Location identification data:
━━━━━━
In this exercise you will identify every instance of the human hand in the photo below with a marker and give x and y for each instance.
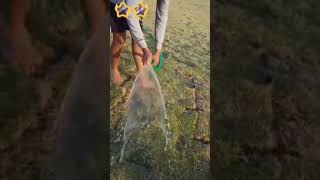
(147, 56)
(156, 57)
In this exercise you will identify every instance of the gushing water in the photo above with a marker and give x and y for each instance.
(146, 106)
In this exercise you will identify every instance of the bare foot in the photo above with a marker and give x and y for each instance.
(25, 57)
(117, 79)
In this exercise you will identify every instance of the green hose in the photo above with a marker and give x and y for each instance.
(161, 59)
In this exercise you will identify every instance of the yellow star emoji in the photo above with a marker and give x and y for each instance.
(122, 10)
(141, 10)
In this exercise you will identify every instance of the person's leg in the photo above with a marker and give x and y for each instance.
(25, 57)
(118, 42)
(137, 55)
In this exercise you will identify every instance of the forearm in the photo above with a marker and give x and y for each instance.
(134, 26)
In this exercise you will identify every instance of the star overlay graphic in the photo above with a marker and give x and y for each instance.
(122, 10)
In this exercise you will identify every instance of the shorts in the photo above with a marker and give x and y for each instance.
(118, 24)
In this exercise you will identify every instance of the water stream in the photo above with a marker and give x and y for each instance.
(146, 107)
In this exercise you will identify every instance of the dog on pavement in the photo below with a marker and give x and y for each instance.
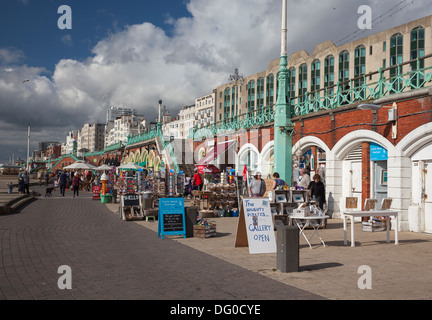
(48, 192)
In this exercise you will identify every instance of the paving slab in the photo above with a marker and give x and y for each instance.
(398, 271)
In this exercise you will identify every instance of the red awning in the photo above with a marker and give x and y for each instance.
(212, 154)
(208, 169)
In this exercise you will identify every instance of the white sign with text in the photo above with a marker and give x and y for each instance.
(259, 226)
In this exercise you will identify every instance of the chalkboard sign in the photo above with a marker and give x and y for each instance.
(128, 203)
(173, 222)
(131, 200)
(255, 228)
(171, 217)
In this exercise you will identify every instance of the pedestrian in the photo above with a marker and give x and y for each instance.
(317, 191)
(197, 182)
(10, 187)
(305, 179)
(39, 177)
(257, 187)
(26, 179)
(278, 183)
(21, 185)
(62, 183)
(76, 181)
(187, 185)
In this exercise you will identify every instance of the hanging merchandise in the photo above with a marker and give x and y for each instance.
(180, 183)
(171, 179)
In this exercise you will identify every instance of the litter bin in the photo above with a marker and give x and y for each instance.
(106, 198)
(288, 249)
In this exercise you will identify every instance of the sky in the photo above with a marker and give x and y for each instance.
(132, 53)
━━━━━━
Instruction
Rewrite all of the data above as a numbered list, with no blank lines and without the pictures.

Output of the exercise
1. In this exercise you will identify every instance of the human hand in the photo below with a marker and give x and y for each instance.
2. (147, 56)
3. (156, 57)
4. In this exercise you will identify every instance of the gushing water in the photo above with a marker and give x and y for each instance.
5. (146, 106)
6. In this exercise you will identify every instance of the bare foot in the photo above with a marker and give x and y for each instance.
7. (25, 57)
8. (117, 79)
9. In this exercise you will identify every instance of the green hose in the photo above with a marker and give x and y for each instance.
10. (161, 59)
11. In this exercise you will identify every instance of the yellow star emoji in the photo above with a marker and give x and y for each instance.
12. (122, 10)
13. (141, 10)
14. In this exercise you will identify every instance of the person's leg in the photo above with a marker and give x and y for each instance.
15. (25, 57)
16. (118, 42)
17. (137, 55)
18. In this exercise you will identify every instance of the forearm in the photo above with a marker and give x and y for each instance.
19. (134, 26)
20. In this exercise you will identify every instance of the star overlay graphic in the photo above with a marker and give x and y for each instance.
21. (122, 10)
22. In this exercise you will identify every instance of the shorts in the photo above with a marker and give x and y for each instance.
23. (118, 24)
24. In this exercise you will identify every instance of the water stream in the photo above with a marker and give x and y for each instance.
25. (146, 107)
26. In this exercise you will identify every instance of the dog on pavement in the photo below with a marker and give x and y for each instance.
27. (48, 192)
28. In this exercise you will identify every instance of the paving slab in the photo above with a marker and give x and y for each instance.
29. (398, 271)
30. In this exercise you will identify every instance of the red awning in the photo above with a marker and give x and y for each instance.
31. (212, 154)
32. (208, 169)
33. In this exercise you will identify every instance of the white sign with text in the photo above with a marker and give x and y for each instance.
34. (259, 226)
35. In this exercise you will identify every instance of the chalkboard sign in the photo above with a marker and give x and y for each instance.
36. (128, 203)
37. (173, 222)
38. (131, 200)
39. (255, 228)
40. (171, 217)
41. In this exercise you will identify every instance of the pedestrian in the photo above with a marker and give x and y for each instance.
42. (317, 191)
43. (197, 182)
44. (10, 187)
45. (305, 179)
46. (39, 177)
47. (257, 187)
48. (26, 179)
49. (278, 183)
50. (21, 185)
51. (62, 183)
52. (76, 181)
53. (187, 185)
54. In this exercise you will identify every instance of the hanging merchandise in the photo above with a marker and give x and y for each instance.
55. (180, 183)
56. (171, 179)
57. In this exercise you will identify every instance of the litter bin in the photo above with a marker and give x and y for each instance.
58. (106, 198)
59. (288, 249)
60. In this exercise you will identify every instance of the sky in the photo above with a marker and give x and y for each instance.
61. (132, 53)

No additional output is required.